As we all know by now, the New York State budget, released on April 1st, launched a major new traffic reduction policy, and a potential source of desperately-needed funds for modernizing the ancient NYC subway system. Congestion pricing, a system that charges a fee for cars entering the city center (in this case Manhattan below 60th street), during peak hours, has been at the fringes of policy discussion in New York City for over a decade, is now officially on the table.
While most cite the political pressure to fix the subway as a key motivator for taking this step, there is also the push of increasing traffic congestion. New York City traffic speeds have lowered year over year since 2010, and TNCs such as Uber and Lyft have crowded urban streets to their breaking point in cities all over the world. US cities including Seattle, Portland, and Philadelphia are contending with overwhelming car traffic, and need new revenue streams to pay for much-needed extensions and upgrades to their public transport systems. On a much larger scale, the conversation is gaining momentum in Mumbai, India, one of the world’s largest cities, with some of the worst air quality.
The New York State Assembly’s response is a hopeful one, and implementing congestion pricing is the right step to take. The policy, and what it will accomplish, is still far from certain. There is already pressure from local politicians and interest groups for exemptions and for a cut of the revenue, and the next year will show us just how far the political winds have shifted from Mayor Bloomberg’s ill-fated push more than 10 years ago.
Let’s talk about road pricing
Congestion pricing is one of the options on the menu of road pricing, along with tolling and parking fees, that cities often use to manage traffic and fund transport work. It is politically risky and there is often backlash, particularly in American cities where car drivers are often oblivious to the amount of subsidies they receive from taxpayers. Drivers see it as an unfair tax on something they expect to be free, and businesses often fear that they will have fewer customers if there are costs to driving and parking in their neighborhoods.
Does “taxing” the road lead to fewer cars? Do businesses suffer if driving is priced? The cities of London, Stockholm, and Singapore, which have had congestion pricing implemented for as long as New York has been fighting it, give us the answers: mostly yes. Despite initial political opposition, people quickly changed their tune after implementation. There is less traffic, enabling road and parking spaces to be used for more essential uses funded by these fees, such as public transit, housing and public space, making for a much faster trip within the city, regardless of mode. Time after time, we’ve seen that businesses in the city center have more customers with increased foot traffic than they ever could with free parking.
——
▸ YOUR TASKS:
1. According to the congestion pricing article, which part of Manhattan would the fee apply to for cars entering during peak hours?
2. Write the next part of the congestion pricing article, going on from its last sentence.
——
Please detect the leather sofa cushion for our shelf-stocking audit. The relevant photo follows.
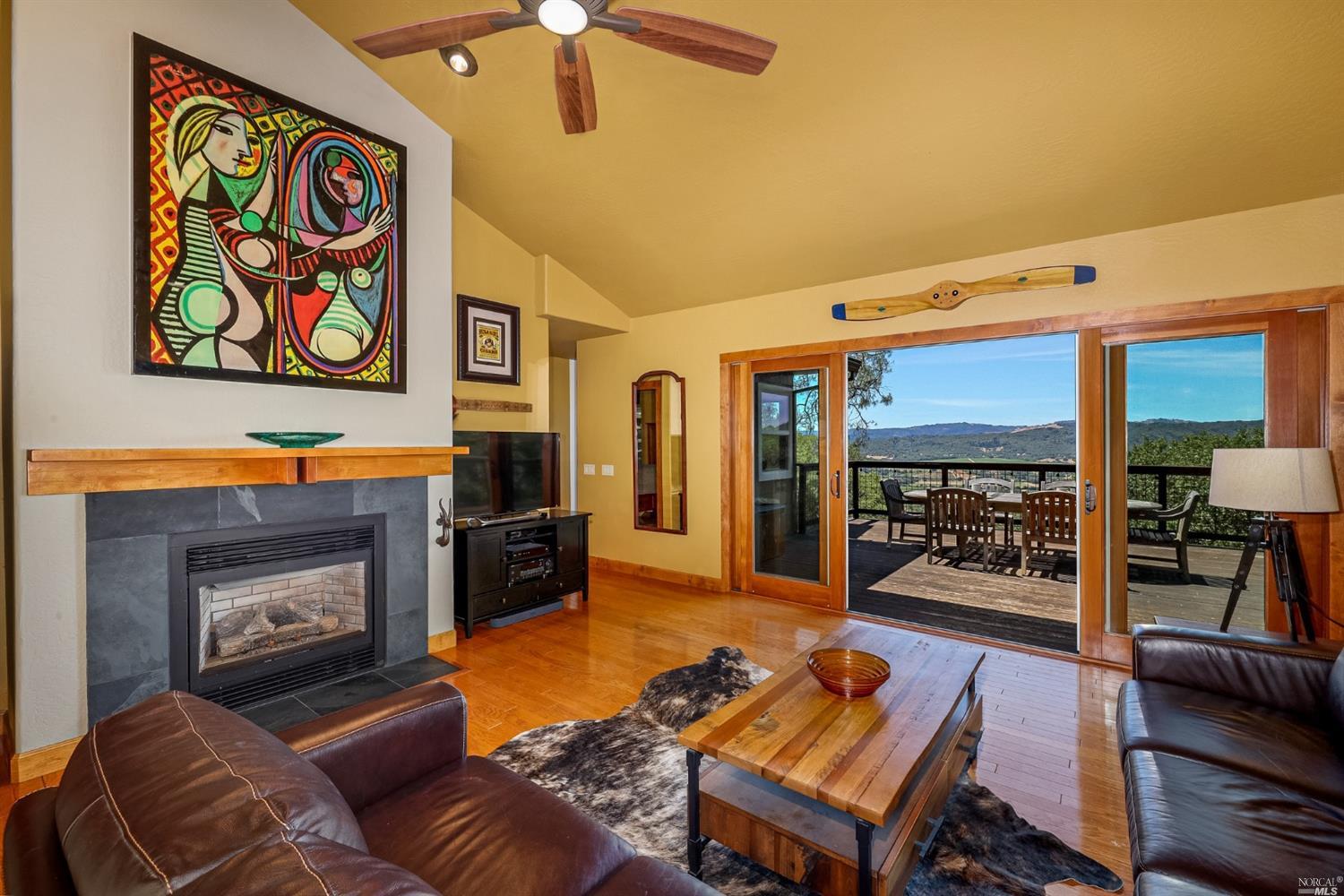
[56,692,366,896]
[1134,872,1228,896]
[359,756,634,896]
[0,788,75,896]
[177,833,441,896]
[589,856,719,896]
[1116,681,1344,806]
[1125,750,1344,896]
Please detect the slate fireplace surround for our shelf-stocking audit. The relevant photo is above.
[85,477,429,724]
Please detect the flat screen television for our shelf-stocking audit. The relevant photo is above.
[453,431,561,517]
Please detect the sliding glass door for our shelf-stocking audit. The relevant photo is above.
[1081,310,1325,662]
[738,356,844,606]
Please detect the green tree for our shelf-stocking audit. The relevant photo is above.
[1129,426,1265,544]
[849,350,892,460]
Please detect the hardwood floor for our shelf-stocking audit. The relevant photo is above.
[437,573,1131,892]
[0,573,1131,893]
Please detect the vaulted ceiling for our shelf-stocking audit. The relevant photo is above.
[292,0,1344,314]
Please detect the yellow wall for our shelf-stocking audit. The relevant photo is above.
[550,358,574,508]
[0,0,13,719]
[453,199,551,433]
[535,255,631,332]
[578,194,1344,576]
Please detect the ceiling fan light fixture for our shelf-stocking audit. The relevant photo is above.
[438,43,480,78]
[537,0,589,38]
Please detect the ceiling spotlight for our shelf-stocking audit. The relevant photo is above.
[438,43,480,78]
[537,0,588,36]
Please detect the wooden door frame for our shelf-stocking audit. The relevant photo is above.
[719,285,1344,664]
[1078,307,1333,662]
[720,353,849,610]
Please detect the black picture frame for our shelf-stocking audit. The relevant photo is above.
[131,33,410,395]
[457,293,523,385]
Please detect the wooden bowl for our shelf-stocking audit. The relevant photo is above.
[808,648,892,700]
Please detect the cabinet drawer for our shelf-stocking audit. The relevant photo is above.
[472,582,537,616]
[537,573,583,598]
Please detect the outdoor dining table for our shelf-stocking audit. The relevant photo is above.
[905,489,1163,544]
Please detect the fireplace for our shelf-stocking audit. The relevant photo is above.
[168,513,386,710]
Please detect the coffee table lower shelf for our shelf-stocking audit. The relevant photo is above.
[687,691,984,896]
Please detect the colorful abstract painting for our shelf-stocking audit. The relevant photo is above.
[134,35,411,392]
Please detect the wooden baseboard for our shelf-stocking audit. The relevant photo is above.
[10,737,82,785]
[429,629,457,653]
[589,557,728,592]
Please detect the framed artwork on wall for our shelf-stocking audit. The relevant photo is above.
[132,35,406,392]
[457,296,521,385]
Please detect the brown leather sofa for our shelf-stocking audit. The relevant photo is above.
[1116,626,1344,896]
[4,683,714,896]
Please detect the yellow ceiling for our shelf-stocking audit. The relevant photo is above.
[292,0,1344,314]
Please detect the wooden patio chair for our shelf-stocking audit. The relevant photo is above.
[925,489,995,573]
[1021,489,1078,575]
[882,479,925,548]
[967,476,1013,547]
[1129,492,1199,582]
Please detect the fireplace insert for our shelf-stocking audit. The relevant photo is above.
[168,513,386,710]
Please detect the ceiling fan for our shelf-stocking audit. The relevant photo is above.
[355,0,776,134]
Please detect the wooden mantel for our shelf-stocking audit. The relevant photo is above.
[29,446,468,495]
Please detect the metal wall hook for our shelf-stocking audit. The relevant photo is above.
[435,498,453,548]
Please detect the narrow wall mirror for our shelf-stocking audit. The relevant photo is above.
[631,371,685,535]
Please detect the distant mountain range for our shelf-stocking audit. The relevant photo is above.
[849,419,1265,461]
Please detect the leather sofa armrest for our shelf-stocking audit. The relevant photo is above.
[1134,626,1339,716]
[277,681,467,813]
[3,788,75,896]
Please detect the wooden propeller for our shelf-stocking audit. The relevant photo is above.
[831,264,1097,321]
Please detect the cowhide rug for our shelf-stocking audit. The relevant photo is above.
[491,648,1121,896]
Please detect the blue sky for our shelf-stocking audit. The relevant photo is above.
[868,333,1265,427]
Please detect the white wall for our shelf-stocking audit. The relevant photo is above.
[13,0,453,751]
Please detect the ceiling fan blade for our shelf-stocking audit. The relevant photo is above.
——
▸ RESPONSES IN ORDER:
1. Manhattan below 60th Street.

2.
The cost of traffic
An argument that often gets lost in the conversation, particularly in New York, about congestion pricing is fairness of the transportation and transit. Consider the subway, which moves well over five million people per day. Like every transit and infrastructure system, its heavily subsidized with taxes, but there is still a cost to each individual every time they use it. If people have to pay to ride the subway, why are roads treated as free? Why are roads exempted from fees imposed on other forms of transportation?
Anyone who has been stuck in a traffic jam, on a bus in mixed traffic, or their own car, knows the frustration of sitting helplessly waiting for the wheels to turn. But there are also major, long term human and economic costs of gridlock, even if you’re fortunate enough not to have to deal with it. Freight, with increasing Amazon-and-co demand for delivery vehicles, increasingly clog roadways, cycle lanes, and block bus stops and dedicated lanes and entryways as trucks double park. Emissions from the transportation sector are especially toxic and huge contributors to poor air quality and climate change.
These are real costs, in the forms of infrastructure damage, public health, lost productivity time, and stress. We are still a long way from equity on our streets, but putting even a small part of this cost on those who are most directly responsible – private car owners – would be a massive step in the right direction.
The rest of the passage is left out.